In the autumn of 1842, Andrey Dostoevsky moved out of the apartment, and soon Dostoevsky’s neighbor became his friend, a budding medic, Alexey Rizenkampf. Patients came to Rizenkampf — mostly poor people. Dostoevsky talked with them a lot, and here the very Petersburg with its basements, attics, tenement houses began to reveal itself to him, which we will constantly see later in the writer’s prose. Here he understood what he would write about. Many years later, in one of his articles, he called all this “A Vision on the Neva.”

“And then another story appeared to me — in some corners, some titular heart, honest, pure... and along with it some girl, insulted and sad, and their whole story deeply tore my heart apart.” This is Makar Devushkin and Varenka Dobroselova. Here Dostoevsky wrote the novel “Poor Folk”...

Dostoevsky lived in Pryanishnikov’s house from February–March 1842 until the end of 1845 or even the beginning of 1846. In 1971, a memorial plaque was installed on the house with the following text: “In this house from 1842 to 1845 lived Fyodor Mikhailovich Dostoevsky. Here he wrote the novel ‘Poor Folk.’”


A serious difficulty arises from the memoir testimony of Rizenkampf (known from Miller’s record): Dostoevsky “rented an apartment on Vladimirskaya in the house of the post director Pryanishnikov; Fyodor Mikhailovich liked the landlord very much — a well-known art lover, gentle, courteous, who never disturbed him about payment.” Rizenkampf himself lived with Dostoevsky from September 1843 to March 1844 in the house at the corner of Grafsky Lane, which adds additional weight to his testimony. But according to directories of the 1840s, the owner of the said house was Collegiate Councillor Konstantin Yakovlevich Pryanishnikov, while the Petersburg post director and simultaneously director of the postal department was Privy Councillor Fyodor Ivanovich Pryanishnikov (who lived in the Main Post Office building), indeed known as a bibliophile and collector of works of art.

» PROBLEM DETAILS
In the excerpt on Dostoevsky's years in Pryanishnikov's house, condense the paragraph beginning "In the autumn of 1842" into a short bulleted list that keeps its main facts. The rows that follow have no connection to the text above.

» Point localization data

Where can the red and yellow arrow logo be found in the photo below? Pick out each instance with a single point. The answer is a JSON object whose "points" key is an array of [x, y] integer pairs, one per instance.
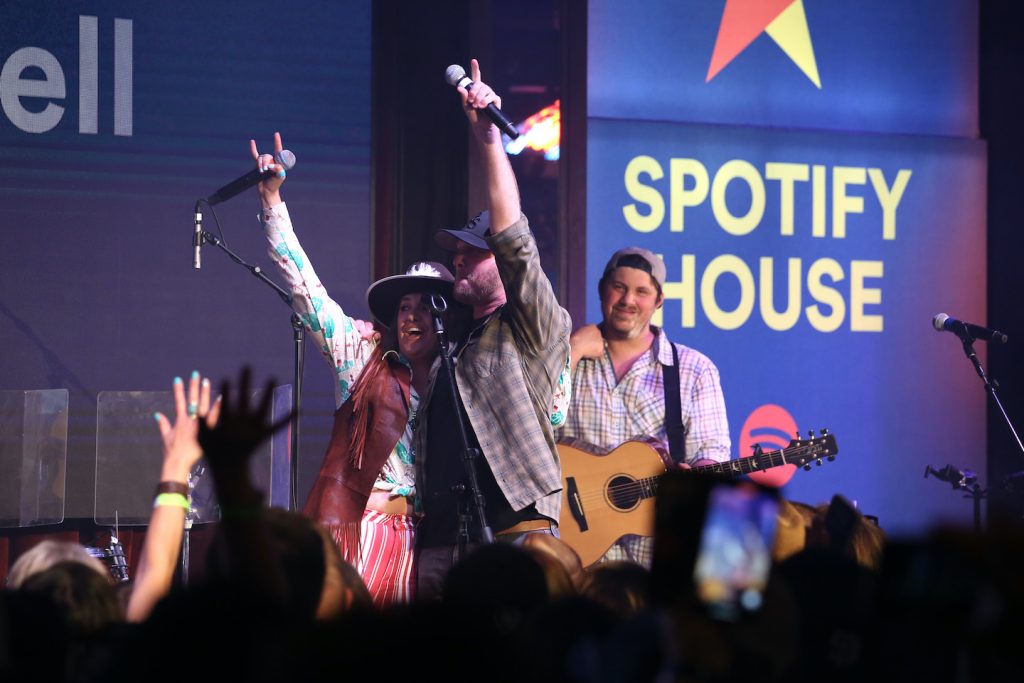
{"points": [[783, 20]]}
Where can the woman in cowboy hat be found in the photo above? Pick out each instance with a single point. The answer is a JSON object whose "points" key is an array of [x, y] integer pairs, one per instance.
{"points": [[365, 492]]}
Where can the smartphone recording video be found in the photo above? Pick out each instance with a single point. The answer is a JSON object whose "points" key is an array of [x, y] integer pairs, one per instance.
{"points": [[734, 553]]}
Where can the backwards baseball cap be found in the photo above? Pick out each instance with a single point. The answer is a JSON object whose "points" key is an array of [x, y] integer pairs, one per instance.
{"points": [[655, 265], [472, 233], [421, 278]]}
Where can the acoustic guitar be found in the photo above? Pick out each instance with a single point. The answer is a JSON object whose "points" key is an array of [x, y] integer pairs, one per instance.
{"points": [[606, 496]]}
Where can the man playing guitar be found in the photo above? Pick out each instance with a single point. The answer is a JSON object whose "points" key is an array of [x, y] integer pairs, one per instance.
{"points": [[619, 385]]}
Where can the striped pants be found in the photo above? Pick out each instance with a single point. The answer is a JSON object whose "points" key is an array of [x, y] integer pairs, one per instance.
{"points": [[386, 555]]}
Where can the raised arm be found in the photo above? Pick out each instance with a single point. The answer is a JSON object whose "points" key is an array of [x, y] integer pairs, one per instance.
{"points": [[503, 193], [345, 342]]}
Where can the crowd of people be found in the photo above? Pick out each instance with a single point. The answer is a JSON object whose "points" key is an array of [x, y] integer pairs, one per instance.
{"points": [[422, 553]]}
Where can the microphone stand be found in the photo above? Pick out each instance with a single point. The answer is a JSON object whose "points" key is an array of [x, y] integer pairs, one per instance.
{"points": [[990, 385], [469, 455], [299, 336]]}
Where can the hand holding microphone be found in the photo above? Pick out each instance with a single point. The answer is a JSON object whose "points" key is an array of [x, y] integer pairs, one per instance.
{"points": [[267, 176], [477, 95]]}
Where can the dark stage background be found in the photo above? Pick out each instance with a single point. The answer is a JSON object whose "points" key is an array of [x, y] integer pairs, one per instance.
{"points": [[96, 289]]}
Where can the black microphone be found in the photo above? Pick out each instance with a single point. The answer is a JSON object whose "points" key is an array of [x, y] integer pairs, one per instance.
{"points": [[285, 158], [967, 331], [198, 236], [456, 76]]}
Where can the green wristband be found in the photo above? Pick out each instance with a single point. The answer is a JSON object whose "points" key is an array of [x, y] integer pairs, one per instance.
{"points": [[171, 500]]}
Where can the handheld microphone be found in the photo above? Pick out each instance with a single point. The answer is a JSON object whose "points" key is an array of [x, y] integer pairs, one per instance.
{"points": [[198, 237], [967, 331], [456, 76], [285, 158]]}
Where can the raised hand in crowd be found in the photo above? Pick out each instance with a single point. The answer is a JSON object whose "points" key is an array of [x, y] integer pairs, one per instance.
{"points": [[181, 453], [229, 445]]}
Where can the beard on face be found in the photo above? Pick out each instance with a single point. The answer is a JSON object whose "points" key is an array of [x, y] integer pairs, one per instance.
{"points": [[477, 288]]}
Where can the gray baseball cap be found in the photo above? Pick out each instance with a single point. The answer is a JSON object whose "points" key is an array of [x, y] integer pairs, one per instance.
{"points": [[657, 270]]}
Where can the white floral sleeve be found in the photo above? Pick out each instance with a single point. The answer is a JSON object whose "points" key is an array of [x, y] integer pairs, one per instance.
{"points": [[332, 330]]}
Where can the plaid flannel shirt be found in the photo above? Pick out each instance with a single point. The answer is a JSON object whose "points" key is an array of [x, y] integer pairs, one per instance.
{"points": [[508, 375], [606, 412]]}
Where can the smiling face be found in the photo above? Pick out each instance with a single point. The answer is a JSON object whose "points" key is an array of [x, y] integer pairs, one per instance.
{"points": [[629, 298], [415, 327]]}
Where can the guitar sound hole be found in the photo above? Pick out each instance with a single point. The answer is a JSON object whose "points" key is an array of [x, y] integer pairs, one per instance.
{"points": [[624, 493]]}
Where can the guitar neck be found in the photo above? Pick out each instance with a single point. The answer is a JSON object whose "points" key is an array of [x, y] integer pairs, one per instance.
{"points": [[728, 468]]}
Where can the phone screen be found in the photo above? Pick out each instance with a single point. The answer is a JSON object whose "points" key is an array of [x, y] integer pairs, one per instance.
{"points": [[734, 555]]}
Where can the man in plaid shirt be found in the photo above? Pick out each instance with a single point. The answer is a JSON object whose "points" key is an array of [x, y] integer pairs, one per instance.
{"points": [[507, 369], [619, 381]]}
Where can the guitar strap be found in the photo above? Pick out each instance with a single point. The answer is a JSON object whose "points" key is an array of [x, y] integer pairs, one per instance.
{"points": [[674, 410]]}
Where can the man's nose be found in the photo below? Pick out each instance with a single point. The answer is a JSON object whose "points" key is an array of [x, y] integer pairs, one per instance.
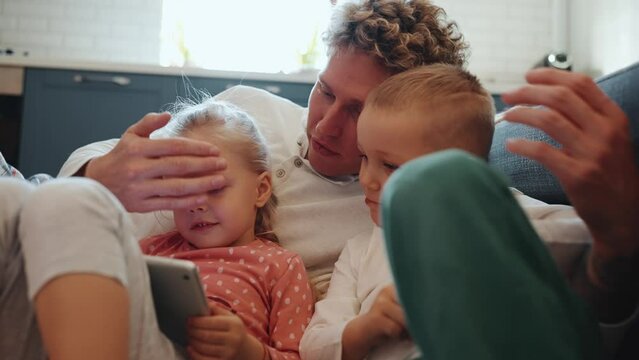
{"points": [[330, 125]]}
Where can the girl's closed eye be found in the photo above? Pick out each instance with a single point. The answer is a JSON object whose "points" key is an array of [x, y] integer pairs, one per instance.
{"points": [[390, 167], [216, 191]]}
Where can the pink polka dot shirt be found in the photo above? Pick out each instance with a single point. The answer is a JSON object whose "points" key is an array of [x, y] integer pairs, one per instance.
{"points": [[261, 282]]}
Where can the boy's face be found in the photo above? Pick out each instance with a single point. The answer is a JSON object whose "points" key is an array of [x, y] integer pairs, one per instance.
{"points": [[228, 216], [387, 139], [334, 105]]}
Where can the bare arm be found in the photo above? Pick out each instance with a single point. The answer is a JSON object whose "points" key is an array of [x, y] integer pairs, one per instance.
{"points": [[159, 174], [597, 169], [84, 316]]}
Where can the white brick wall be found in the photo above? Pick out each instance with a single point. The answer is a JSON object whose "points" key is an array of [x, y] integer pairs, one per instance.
{"points": [[507, 36], [92, 30]]}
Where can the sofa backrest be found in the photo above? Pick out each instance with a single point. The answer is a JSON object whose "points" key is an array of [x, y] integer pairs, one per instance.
{"points": [[534, 179]]}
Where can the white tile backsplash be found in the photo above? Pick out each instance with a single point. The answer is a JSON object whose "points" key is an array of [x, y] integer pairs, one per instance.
{"points": [[85, 30], [507, 36]]}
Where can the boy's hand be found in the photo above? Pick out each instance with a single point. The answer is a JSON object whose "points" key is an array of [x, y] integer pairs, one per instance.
{"points": [[385, 320], [221, 335], [159, 174]]}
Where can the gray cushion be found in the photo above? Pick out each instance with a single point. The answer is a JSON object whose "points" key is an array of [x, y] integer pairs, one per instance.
{"points": [[534, 179]]}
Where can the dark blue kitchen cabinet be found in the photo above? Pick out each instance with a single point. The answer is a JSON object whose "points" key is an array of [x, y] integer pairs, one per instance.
{"points": [[65, 109]]}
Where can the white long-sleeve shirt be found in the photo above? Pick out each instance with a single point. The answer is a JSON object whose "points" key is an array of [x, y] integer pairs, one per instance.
{"points": [[362, 271]]}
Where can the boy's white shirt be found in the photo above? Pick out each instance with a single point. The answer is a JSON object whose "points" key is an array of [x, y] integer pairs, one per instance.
{"points": [[362, 271], [309, 204]]}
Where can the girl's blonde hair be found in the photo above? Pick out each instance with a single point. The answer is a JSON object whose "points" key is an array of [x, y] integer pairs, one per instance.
{"points": [[231, 125], [400, 34]]}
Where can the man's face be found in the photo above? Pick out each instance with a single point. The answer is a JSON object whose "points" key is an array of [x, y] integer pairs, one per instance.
{"points": [[334, 105]]}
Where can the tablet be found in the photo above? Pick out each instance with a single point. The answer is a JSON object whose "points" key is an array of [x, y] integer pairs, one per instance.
{"points": [[177, 295]]}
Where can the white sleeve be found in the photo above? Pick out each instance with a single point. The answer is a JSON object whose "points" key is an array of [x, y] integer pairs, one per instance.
{"points": [[144, 224], [323, 336], [567, 238], [82, 155]]}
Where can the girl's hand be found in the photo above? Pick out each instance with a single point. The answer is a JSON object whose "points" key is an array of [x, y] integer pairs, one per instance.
{"points": [[384, 321], [222, 335]]}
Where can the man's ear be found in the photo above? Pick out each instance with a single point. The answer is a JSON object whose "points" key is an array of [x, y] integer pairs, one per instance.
{"points": [[264, 189]]}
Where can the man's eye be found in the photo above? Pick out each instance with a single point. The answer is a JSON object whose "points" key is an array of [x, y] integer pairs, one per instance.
{"points": [[323, 91], [391, 167]]}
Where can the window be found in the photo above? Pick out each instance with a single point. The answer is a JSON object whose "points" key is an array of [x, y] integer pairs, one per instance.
{"points": [[250, 35]]}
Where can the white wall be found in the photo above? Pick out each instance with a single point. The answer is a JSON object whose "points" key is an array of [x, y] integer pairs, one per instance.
{"points": [[604, 35], [507, 37], [100, 30]]}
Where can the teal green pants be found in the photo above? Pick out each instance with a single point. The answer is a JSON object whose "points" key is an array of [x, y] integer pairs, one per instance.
{"points": [[474, 278]]}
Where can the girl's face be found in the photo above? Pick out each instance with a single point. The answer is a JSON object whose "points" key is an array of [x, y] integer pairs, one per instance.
{"points": [[387, 139], [228, 216]]}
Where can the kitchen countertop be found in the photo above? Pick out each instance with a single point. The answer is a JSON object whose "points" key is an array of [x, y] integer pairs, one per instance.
{"points": [[306, 77]]}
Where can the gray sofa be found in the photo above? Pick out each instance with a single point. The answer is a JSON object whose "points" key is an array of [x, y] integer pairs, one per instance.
{"points": [[536, 181]]}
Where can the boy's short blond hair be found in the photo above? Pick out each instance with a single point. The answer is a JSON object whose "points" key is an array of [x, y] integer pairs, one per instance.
{"points": [[459, 111]]}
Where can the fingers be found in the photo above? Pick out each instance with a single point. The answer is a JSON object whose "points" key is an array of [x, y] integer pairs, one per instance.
{"points": [[549, 121], [167, 203], [178, 166], [149, 123], [207, 336], [581, 84], [218, 310], [552, 158], [171, 147], [559, 99], [201, 351]]}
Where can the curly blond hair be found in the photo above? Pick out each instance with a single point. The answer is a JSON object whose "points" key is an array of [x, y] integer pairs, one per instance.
{"points": [[401, 34]]}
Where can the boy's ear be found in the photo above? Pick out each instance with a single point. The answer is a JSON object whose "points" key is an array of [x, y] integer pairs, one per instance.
{"points": [[264, 189]]}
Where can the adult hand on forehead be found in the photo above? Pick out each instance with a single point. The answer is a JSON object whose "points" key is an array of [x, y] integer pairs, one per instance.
{"points": [[595, 164], [158, 174]]}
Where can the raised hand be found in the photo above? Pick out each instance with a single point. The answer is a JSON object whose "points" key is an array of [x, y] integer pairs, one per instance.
{"points": [[597, 168], [222, 335], [158, 174], [595, 165]]}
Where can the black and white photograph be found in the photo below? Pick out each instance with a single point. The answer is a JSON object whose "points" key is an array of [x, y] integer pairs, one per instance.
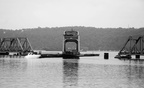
{"points": [[71, 43]]}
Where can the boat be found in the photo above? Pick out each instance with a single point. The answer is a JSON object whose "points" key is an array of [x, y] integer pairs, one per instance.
{"points": [[31, 55]]}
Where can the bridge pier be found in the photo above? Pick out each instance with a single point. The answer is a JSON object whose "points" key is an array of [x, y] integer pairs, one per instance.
{"points": [[71, 36], [137, 56]]}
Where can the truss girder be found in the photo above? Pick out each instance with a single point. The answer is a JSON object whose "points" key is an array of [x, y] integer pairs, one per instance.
{"points": [[133, 46], [15, 45]]}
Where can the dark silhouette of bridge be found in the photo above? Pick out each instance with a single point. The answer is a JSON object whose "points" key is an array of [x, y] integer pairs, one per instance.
{"points": [[71, 36], [20, 45], [133, 46]]}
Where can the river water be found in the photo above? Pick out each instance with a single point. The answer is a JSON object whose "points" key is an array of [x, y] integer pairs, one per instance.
{"points": [[87, 72]]}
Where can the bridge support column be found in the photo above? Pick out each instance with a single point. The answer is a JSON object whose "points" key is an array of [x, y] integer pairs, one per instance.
{"points": [[106, 55], [137, 56]]}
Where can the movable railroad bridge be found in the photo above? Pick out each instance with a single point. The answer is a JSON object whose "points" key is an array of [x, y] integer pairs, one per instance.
{"points": [[133, 46], [71, 36], [20, 46]]}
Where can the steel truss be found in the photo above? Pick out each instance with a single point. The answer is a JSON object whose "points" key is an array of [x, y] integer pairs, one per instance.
{"points": [[133, 46], [19, 44]]}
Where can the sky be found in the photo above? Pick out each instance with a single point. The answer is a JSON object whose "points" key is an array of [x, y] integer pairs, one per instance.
{"points": [[18, 14]]}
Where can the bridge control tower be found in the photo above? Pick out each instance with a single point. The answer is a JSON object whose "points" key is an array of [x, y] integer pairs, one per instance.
{"points": [[71, 36]]}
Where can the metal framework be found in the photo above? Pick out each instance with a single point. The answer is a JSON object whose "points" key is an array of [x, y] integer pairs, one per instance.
{"points": [[19, 44], [71, 36], [133, 46]]}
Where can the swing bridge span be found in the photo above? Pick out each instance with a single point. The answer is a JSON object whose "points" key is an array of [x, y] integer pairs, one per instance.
{"points": [[19, 45], [133, 46]]}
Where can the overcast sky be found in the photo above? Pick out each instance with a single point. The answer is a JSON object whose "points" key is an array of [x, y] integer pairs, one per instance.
{"points": [[17, 14]]}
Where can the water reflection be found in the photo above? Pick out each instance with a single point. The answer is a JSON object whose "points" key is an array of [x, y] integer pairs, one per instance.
{"points": [[13, 64], [70, 73]]}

» OUTPUT FOR THIS TASK
- In autumn 1842, Andrey Dostoevsky moved out, and Dostoevsky's neighbor Alexey Rizenkampf, a budding medic, became his friend.
- Rizenkampf's patients were mostly poor people, and Dostoevsky talked with them a lot.
- Through them he came to know the Petersburg of basements, attics and tenement houses that later recurs in his prose.
- Here he understood what he would write about.
- Years later, in an article, he called this "A Vision on the Neva."